**** Available records ****

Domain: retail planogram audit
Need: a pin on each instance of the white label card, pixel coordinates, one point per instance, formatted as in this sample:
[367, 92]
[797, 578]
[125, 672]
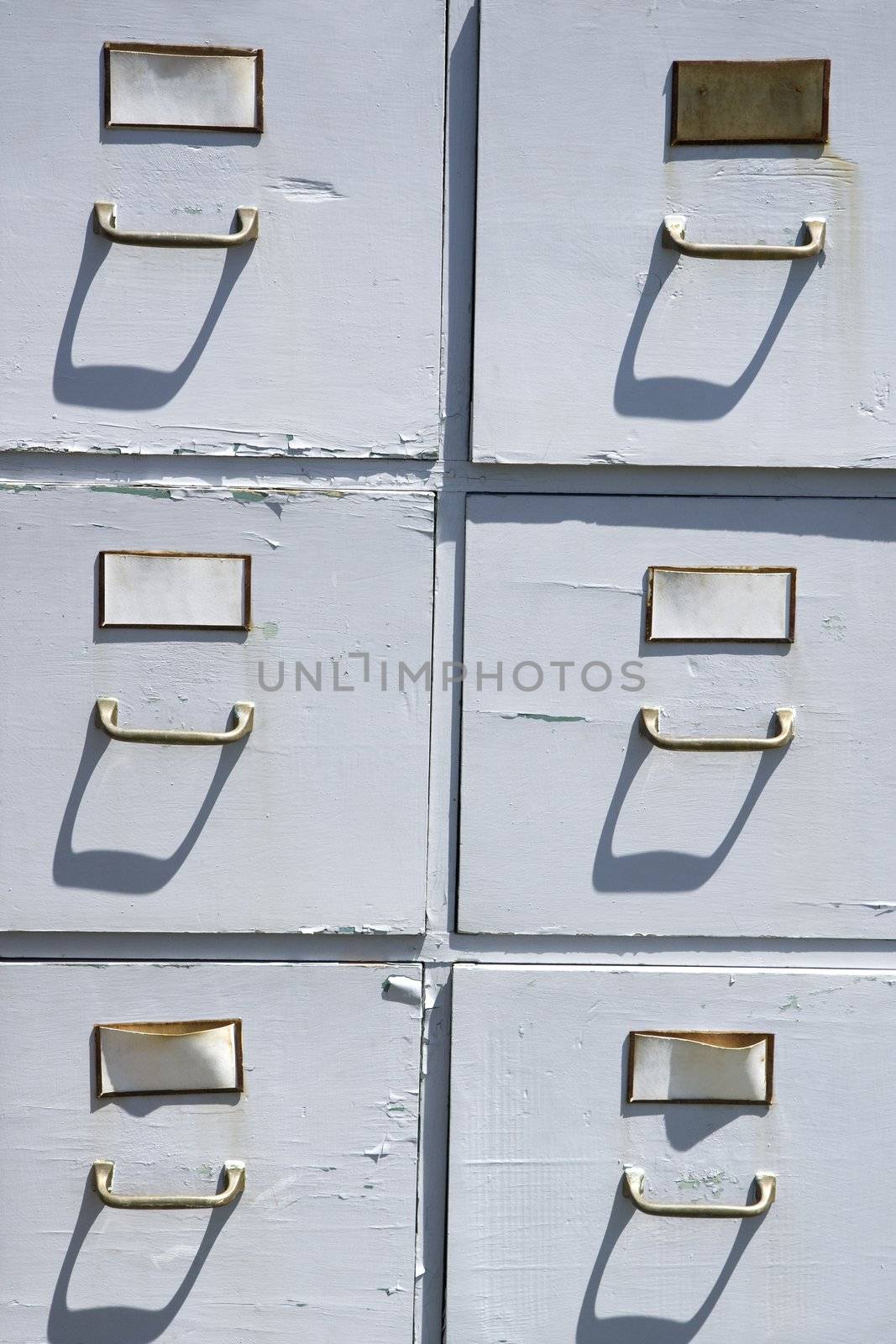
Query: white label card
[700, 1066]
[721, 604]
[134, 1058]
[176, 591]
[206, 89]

****
**** Available records ****

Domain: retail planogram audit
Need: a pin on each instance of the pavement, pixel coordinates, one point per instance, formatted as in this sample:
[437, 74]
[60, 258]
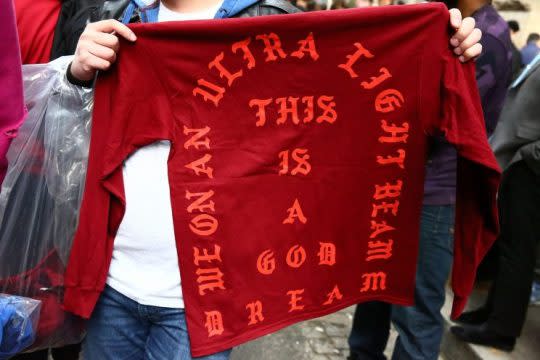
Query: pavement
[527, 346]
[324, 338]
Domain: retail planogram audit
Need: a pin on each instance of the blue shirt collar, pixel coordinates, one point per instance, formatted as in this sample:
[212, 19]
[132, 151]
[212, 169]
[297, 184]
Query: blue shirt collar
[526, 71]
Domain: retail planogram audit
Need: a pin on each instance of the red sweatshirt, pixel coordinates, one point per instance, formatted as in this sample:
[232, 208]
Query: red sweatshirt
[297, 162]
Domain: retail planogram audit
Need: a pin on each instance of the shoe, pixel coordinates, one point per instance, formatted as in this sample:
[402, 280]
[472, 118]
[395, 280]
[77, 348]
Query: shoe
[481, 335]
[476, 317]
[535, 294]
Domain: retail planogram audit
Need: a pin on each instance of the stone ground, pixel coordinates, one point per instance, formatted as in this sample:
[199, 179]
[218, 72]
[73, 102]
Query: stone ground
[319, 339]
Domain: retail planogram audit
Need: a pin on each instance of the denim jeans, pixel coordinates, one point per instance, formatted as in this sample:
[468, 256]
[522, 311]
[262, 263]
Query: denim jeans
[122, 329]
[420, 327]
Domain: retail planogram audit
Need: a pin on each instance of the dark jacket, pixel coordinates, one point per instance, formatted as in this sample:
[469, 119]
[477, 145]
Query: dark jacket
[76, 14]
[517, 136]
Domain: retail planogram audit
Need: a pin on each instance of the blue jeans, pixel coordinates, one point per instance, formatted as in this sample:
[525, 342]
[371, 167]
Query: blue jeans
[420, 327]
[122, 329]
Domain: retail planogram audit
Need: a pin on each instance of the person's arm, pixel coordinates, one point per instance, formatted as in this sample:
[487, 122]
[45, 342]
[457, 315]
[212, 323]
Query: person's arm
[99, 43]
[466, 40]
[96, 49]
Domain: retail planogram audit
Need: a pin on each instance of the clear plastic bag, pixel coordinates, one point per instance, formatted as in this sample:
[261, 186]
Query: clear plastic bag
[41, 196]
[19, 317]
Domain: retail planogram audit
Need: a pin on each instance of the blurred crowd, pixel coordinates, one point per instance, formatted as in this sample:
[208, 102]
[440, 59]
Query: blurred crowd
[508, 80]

****
**** Available records ****

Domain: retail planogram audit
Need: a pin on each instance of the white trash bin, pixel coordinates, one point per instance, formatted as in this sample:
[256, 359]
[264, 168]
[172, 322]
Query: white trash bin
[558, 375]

****

● **Requirement**
Show each line of the data above that contains the string "denim", matching case exactly.

● **Full answer**
Need: a pin on each instance of the denim jeans, pixel coordinates, one point per instance, formatted as in this sample:
Query: denim jeans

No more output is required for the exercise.